CONSIGNE = D'après le texte sur le régime politique en Tunisie, combien de voix le gagnant de l'élection présidentielle a-t-il obtenues ?

TEXTE À LIRE =
==*==
Néanmoins, je pense qu’il faudrait commencer déjà par changer le régime politique en Tunisie par un système présidentiel pour tenir compte du contexte et des caractéristiques de notre pays.

Facteurs culturels :

La mentalité tunisienne assimile plus facilement un leader unique qu’un groupe de personnes pour gouverner. Il y a plusieurs indicateurs à cela. Le dernier étant les récentes élections présidentielles et législatives. Le nombre d’électeurs des législatives étaient 2.9M alors qu’il a atteint 3.8 M (soit 30% de plus) pour les présidentielles (au deuxième tour, avec 3.3M au premier tour). Sachant que les présidentielles sont organisées en deux tours donc avec plus d’effort pour l’électeur, alors que les législatives se font en un seul tour, et sachant qu’on est dans un régime quasi parlementaire donc théoriquement avec plus de poids et d’importance pour les législatives. Aussi, le gagnant a récolté 2.7M de voix, soit presque autant de votes que tous les partis politiques réunis.

Ce contraste est un signe très révélateur de la conception de l’esprit tunisien.

Il suffit de voir différents aspects de notre société (économique, sportif et civil) : beaucoup de grandes entreprises sont connues par les personnes qui les chapeautent et une fois que le leader change tout change. Les clubs de sport, pareil, leurs succès dépend étroitement de leurs présidents et de leurs notoriétés. Les partis politiques sont souvent connus par leurs présidents. Leurs images et celles de leurs leaders sont presque indissociables au point que l’ancien premier parti du pays a pratiquement disparu avec la disparition de son leader, d’autres ont le même président depuis leurs constitutions, avec renouvellement presque systématique à chaque congrès.
==*==
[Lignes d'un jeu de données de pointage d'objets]

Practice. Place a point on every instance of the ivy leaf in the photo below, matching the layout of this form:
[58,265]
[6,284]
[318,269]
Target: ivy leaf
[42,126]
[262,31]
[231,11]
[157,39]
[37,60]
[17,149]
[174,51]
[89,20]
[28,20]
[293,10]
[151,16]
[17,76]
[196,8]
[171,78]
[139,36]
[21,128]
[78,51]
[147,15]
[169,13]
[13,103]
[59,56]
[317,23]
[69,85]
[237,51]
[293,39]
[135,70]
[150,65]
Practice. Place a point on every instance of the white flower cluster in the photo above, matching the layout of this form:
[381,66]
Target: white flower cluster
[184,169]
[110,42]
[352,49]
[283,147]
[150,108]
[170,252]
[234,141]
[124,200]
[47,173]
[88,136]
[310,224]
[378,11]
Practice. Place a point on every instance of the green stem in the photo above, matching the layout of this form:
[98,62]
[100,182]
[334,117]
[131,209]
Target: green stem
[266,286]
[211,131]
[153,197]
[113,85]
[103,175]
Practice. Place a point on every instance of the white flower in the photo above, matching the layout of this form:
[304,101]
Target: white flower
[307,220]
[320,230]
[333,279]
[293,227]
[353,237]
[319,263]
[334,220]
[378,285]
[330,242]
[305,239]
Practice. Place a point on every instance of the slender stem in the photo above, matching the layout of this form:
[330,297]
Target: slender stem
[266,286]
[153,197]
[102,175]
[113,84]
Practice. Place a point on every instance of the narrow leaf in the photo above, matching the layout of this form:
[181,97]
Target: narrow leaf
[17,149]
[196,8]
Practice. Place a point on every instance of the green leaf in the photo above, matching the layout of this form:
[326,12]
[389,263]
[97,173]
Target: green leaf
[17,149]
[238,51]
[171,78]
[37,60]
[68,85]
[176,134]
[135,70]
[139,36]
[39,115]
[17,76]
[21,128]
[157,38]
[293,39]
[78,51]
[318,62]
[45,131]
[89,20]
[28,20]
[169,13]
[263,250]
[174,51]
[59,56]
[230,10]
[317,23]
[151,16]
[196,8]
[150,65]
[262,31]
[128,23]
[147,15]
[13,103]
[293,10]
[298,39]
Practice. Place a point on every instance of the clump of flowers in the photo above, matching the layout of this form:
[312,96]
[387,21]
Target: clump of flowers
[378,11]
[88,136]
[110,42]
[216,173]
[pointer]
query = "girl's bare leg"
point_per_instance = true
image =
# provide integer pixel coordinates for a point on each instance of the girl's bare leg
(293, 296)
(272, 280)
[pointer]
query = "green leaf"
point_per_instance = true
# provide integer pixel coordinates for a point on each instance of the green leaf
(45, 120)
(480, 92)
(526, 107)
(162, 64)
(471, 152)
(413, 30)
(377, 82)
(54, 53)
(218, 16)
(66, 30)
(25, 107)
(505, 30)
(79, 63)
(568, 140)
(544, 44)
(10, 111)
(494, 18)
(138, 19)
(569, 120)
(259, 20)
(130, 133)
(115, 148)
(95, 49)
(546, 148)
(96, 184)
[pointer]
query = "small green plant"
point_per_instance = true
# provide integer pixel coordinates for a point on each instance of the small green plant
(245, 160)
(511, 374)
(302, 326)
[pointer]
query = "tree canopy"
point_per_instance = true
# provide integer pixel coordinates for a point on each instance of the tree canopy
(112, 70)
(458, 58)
==*==
SOLUTION DÉTAILLÉE = 2,7 millions de voix, soit presque autant que tous les partis politiques réunis.